=== PASSAGE PROVIDED ===

Like many startup founders, I opted for a fundraising tour around Silicon Valley. As a graduate of the 500 Startups accelerator program and with one-third of the nation’s dispensaries already on our platform, my co-founders and I had no problem securing meetings. The challenge was actually securing the fundraising. We were growing quickly, and had very strong metrics for a software business (low churn, good payback period on new customer acquisition, and a large amount of inbound leads every month). The underlying issue was the industry Baker was designed to serve: cannabis.
Baker isn’t alone in this challenge. The barriers to fundraising in the cannabis industry are high. In addition whatever stigma cannabis carries for individual VCs, the cannabis industry at large can also pose conflicts of interest. Most VC firms have vice or morality clauses with their limited partners (LP’s), which restrict what types of entities their partners can invest in (think pornography, gambling or alcohol). The fact that many LP’s are established entities like universities or pension funds for public employee unions makes it even harder to raise money for funds with fewer restrictions.

===

→ SHORT EXERCISE:
Reproduce word for word the part of the passage on fundraising for a cannabis software startup that begins at "Like many startup" and stops after "to serve: cannabis.".

=== GIVEN DATA ===

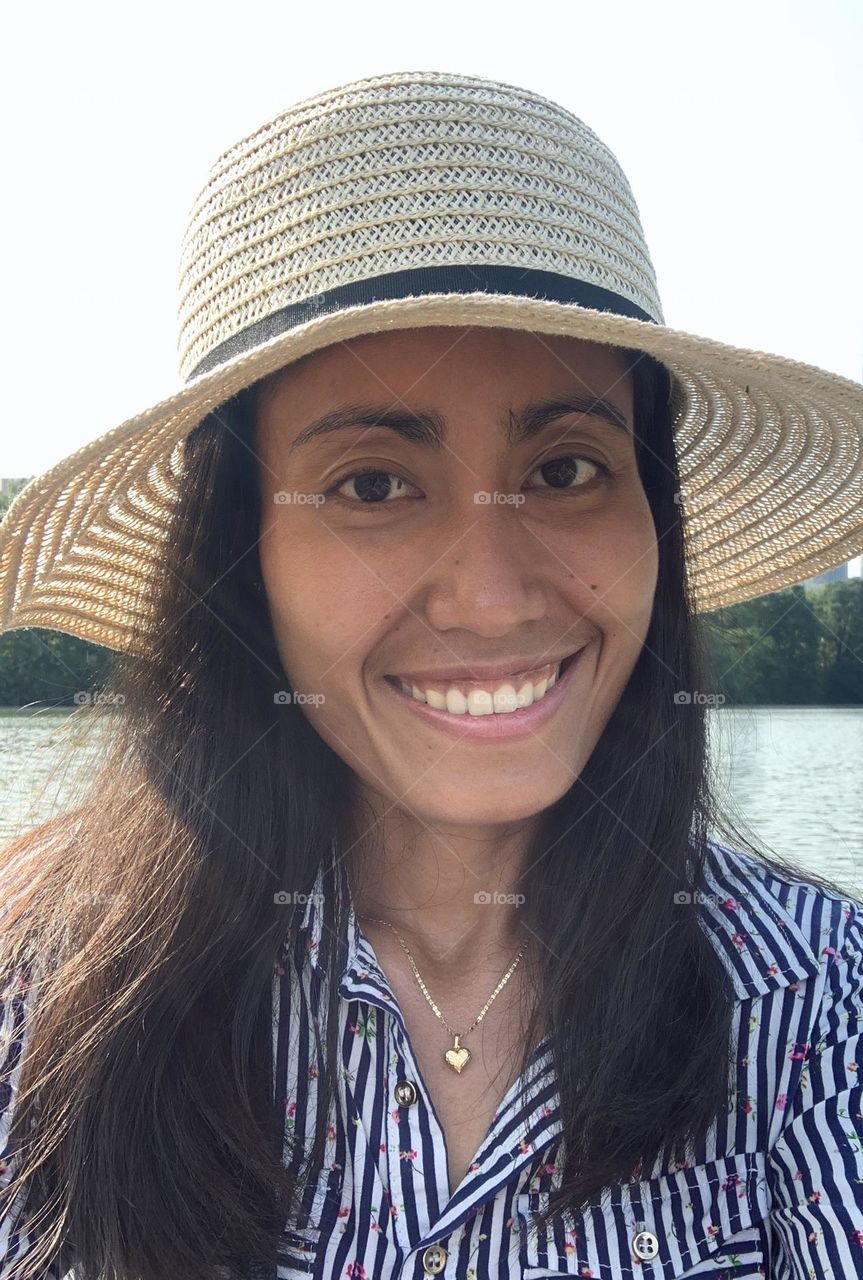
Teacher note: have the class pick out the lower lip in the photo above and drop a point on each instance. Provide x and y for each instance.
(494, 727)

===

→ SOLUTION FOR THIS TASK:
Like many startup founders, I opted for a fundraising tour around Silicon Valley. As a graduate of the 500 Startups accelerator program and with one-third of the nation’s dispensaries already on our platform, my co-founders and I had no problem securing meetings. The challenge was actually securing the fundraising. We were growing quickly, and had very strong metrics for a software business (low churn, good payback period on new customer acquisition, and a large amount of inbound leads every month). The underlying issue was the industry Baker was designed to serve: cannabis.